Rewrite every line from the start of the rows up to and including the line with "[[[55,517],[776,517],[776,365],[593,268],[287,272],[147,345]]]", adding 128 to each coordinate in the polygon outlines. Leave all other text as it is.

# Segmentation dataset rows
»»

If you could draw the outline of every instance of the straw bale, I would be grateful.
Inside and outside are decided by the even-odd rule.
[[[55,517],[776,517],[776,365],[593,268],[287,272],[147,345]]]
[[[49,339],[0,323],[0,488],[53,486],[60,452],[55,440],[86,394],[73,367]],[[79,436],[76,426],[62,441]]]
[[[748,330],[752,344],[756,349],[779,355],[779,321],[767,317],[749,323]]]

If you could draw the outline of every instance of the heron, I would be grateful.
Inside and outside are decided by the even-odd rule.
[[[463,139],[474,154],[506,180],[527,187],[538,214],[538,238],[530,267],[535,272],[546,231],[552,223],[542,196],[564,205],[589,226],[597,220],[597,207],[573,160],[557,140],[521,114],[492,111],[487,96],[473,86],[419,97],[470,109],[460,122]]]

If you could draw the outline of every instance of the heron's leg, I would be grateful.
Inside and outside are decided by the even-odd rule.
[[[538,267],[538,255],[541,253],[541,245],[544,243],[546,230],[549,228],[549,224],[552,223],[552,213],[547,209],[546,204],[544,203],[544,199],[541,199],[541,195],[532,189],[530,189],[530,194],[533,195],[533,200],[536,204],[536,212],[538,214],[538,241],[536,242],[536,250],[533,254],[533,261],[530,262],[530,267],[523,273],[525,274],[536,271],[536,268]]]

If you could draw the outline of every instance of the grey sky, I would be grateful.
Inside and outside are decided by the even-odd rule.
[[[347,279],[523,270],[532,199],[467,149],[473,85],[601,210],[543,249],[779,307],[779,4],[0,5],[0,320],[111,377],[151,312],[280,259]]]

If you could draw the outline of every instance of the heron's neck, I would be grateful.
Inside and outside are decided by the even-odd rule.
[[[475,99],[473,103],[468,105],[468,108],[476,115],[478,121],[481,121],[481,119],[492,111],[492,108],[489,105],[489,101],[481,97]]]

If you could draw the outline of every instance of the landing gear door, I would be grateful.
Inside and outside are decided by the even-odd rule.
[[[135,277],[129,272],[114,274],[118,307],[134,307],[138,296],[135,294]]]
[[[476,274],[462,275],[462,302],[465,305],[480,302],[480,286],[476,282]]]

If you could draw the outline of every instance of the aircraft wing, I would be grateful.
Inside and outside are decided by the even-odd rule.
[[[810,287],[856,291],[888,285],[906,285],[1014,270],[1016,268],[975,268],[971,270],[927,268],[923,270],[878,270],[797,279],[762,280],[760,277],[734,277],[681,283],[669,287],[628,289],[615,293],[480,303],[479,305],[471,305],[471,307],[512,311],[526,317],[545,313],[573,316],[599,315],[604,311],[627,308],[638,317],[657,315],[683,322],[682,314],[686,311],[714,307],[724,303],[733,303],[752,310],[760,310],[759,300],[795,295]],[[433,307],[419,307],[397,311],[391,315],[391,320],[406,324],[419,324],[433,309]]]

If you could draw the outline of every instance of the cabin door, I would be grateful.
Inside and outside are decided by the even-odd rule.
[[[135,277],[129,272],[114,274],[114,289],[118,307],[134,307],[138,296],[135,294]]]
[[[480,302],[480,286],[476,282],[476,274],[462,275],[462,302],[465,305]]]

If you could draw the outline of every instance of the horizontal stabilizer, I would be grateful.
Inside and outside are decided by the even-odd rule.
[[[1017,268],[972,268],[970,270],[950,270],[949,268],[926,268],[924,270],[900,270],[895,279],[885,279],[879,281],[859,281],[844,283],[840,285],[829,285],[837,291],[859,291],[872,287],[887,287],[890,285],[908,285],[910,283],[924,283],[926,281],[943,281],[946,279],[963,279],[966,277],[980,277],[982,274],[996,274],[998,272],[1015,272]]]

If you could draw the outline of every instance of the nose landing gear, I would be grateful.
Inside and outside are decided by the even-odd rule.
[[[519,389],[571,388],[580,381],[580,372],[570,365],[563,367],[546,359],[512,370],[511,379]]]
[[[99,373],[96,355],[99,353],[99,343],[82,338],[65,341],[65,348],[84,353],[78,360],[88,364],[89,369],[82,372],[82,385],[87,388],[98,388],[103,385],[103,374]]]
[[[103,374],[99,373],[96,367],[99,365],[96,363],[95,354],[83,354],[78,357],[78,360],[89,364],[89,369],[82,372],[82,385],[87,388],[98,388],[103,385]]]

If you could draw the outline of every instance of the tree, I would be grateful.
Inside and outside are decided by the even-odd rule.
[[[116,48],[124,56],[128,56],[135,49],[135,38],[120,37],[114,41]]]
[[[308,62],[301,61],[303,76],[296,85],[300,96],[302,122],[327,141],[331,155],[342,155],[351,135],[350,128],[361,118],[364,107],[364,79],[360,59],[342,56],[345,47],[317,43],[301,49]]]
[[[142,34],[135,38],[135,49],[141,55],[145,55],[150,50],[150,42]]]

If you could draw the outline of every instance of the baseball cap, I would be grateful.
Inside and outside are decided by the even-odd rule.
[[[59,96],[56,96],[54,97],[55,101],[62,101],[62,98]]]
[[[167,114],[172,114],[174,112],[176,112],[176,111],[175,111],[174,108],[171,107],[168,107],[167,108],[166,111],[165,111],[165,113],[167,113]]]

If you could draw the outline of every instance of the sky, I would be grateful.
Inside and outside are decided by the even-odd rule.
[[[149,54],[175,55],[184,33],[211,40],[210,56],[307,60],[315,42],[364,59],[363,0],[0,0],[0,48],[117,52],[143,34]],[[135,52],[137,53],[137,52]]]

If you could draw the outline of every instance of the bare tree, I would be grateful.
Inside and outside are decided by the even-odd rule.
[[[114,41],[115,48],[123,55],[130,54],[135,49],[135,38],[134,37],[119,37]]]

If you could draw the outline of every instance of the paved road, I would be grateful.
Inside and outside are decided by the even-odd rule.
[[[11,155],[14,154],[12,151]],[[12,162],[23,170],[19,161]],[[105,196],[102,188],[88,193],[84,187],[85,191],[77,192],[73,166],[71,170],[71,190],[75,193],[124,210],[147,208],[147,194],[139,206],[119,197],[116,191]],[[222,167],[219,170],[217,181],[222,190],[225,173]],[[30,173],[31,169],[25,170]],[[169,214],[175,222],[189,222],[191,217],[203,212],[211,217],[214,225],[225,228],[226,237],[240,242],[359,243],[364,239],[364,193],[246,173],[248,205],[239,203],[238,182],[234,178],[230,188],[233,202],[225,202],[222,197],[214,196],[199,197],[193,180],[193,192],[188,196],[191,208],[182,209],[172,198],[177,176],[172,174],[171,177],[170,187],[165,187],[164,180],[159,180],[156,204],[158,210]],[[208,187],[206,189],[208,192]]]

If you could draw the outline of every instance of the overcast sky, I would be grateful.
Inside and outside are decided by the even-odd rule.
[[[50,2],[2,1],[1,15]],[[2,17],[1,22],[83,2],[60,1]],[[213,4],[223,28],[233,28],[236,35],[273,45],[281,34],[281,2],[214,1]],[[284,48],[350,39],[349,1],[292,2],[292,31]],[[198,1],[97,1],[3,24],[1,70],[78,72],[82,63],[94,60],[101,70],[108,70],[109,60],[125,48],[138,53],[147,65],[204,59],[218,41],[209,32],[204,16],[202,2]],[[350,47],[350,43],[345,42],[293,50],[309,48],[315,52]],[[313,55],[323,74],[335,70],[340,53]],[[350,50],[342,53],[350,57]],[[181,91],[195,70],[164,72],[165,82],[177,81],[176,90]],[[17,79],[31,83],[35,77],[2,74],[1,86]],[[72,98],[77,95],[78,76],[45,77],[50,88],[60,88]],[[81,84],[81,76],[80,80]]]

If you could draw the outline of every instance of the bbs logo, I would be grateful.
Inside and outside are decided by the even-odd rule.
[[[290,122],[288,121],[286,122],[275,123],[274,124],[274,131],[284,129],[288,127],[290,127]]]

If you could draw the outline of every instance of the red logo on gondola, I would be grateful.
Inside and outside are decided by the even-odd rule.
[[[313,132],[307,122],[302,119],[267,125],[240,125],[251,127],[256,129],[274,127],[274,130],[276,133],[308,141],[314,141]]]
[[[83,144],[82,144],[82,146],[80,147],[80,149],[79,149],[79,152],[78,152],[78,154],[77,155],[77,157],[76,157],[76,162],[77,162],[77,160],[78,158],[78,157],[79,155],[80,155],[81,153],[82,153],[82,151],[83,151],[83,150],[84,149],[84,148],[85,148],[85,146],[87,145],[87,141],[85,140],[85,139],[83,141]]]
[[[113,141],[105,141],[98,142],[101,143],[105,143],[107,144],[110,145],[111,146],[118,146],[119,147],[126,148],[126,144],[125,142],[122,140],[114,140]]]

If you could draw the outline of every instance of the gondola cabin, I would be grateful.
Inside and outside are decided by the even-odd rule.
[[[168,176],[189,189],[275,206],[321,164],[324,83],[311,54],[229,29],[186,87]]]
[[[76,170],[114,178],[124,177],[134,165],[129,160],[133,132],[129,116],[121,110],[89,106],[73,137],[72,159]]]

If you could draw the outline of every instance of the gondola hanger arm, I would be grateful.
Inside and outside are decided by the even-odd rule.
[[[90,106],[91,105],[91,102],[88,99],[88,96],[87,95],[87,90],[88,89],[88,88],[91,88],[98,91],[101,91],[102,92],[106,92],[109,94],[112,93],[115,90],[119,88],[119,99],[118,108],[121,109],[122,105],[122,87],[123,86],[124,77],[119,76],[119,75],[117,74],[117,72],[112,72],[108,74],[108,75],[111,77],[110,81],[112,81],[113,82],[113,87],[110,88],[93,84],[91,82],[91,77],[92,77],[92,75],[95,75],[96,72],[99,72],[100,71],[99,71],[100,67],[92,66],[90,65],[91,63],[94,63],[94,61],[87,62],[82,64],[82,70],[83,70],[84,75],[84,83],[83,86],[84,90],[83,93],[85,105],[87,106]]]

««

# Written answer
If you could draw the outline of every instance of the straw bale, I would be grateful.
Inside and outside are decided by the even-odd rule.
[[[183,645],[904,645],[904,493],[721,396],[415,400],[275,473]]]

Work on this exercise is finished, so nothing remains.